TASK DIRECTIONS
Restate the data exactly, with nothing altered.

[Saved entries]
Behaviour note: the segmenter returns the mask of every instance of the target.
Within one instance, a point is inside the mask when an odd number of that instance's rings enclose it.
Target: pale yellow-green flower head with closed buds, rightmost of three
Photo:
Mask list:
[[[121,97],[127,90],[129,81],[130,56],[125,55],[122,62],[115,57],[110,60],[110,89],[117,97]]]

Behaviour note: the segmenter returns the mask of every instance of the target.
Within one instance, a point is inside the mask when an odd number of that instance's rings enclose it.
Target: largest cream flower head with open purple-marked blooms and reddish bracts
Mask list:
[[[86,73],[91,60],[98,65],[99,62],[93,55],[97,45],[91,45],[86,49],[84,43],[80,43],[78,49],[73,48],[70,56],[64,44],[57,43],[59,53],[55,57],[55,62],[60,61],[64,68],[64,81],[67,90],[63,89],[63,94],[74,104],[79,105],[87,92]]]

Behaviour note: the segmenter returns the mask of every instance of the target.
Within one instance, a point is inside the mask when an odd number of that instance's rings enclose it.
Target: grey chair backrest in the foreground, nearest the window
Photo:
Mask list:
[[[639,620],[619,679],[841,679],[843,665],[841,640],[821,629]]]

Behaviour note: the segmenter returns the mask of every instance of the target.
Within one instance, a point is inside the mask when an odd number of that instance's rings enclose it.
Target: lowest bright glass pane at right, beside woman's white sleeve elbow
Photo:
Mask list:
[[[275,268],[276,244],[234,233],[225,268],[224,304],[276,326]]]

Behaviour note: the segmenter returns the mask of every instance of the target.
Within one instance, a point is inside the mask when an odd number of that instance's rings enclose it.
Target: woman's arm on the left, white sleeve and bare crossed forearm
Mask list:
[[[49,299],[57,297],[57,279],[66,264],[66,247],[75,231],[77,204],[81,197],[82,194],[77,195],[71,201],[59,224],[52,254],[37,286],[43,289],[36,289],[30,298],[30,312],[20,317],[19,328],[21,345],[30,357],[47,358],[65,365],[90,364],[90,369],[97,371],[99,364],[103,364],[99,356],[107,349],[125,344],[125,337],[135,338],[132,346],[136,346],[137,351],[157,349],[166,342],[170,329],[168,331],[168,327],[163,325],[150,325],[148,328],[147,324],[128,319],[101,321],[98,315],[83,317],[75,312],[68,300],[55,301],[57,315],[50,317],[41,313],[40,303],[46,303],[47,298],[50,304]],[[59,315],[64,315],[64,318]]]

EXERCISE RESPONSE
Behaviour note: the segmenter returns the mask of every instance of the target.
Within one instance, a point is inside the mask when an odd number of that instance's rings enclose it.
Target: pale yellow-green flower head with closed buds, rightmost of three
Photo:
Mask list:
[[[121,97],[127,90],[129,81],[130,56],[125,55],[122,62],[115,57],[110,60],[110,89],[117,97]]]

Behaviour note: the segmenter returns the mask of every instance of the target.
Within one instance, a point is inside the mask when an odd number of that instance's rings enclose it.
Target: largest cream flower head with open purple-marked blooms and reddish bracts
Mask list:
[[[86,73],[91,60],[98,65],[99,62],[93,55],[97,45],[91,45],[86,49],[84,43],[80,43],[78,49],[73,48],[70,56],[64,44],[57,43],[59,53],[55,57],[55,62],[60,61],[64,68],[64,81],[67,90],[63,89],[63,94],[74,104],[79,105],[87,92]]]

Behaviour note: the segmenter returns the mask of every instance of the target.
Within one instance, a point is inside the mask when an odd number of that instance's rings enclose it.
Target: grey chair backrest in the foreground, nearest the window
Photo:
Mask list:
[[[639,620],[619,679],[841,679],[843,665],[841,640],[821,629]]]

Behaviour note: the segmenter returns the mask of every instance of the target.
Within one instance, a point is inside the mask when an odd number of that instance's rings enclose it.
Target: lowest bright glass pane at right, beside woman's white sleeve elbow
Photo:
Mask list:
[[[275,268],[276,244],[234,233],[225,268],[224,304],[276,326]]]

Behaviour note: the segmenter returns the mask of every instance of the target.
Within one instance, a point is inside the mask when an odd number of that instance's rings enclose it.
Target: woman's arm on the left, white sleeve and bare crossed forearm
Mask list:
[[[49,299],[57,297],[57,279],[66,264],[66,247],[75,231],[77,204],[81,197],[82,194],[77,195],[71,201],[59,224],[52,254],[37,286],[43,289],[36,289],[30,298],[30,312],[20,317],[19,328],[21,345],[30,357],[47,358],[65,365],[90,364],[90,369],[97,371],[99,364],[103,364],[99,356],[107,349],[125,344],[125,337],[135,338],[132,346],[136,346],[137,351],[157,349],[166,342],[170,329],[168,331],[168,327],[163,325],[150,325],[148,328],[147,324],[128,319],[101,321],[98,315],[83,317],[75,312],[68,300],[55,301],[57,315],[50,317],[41,313],[40,303],[46,303],[47,298],[50,304]],[[59,315],[64,315],[64,318]]]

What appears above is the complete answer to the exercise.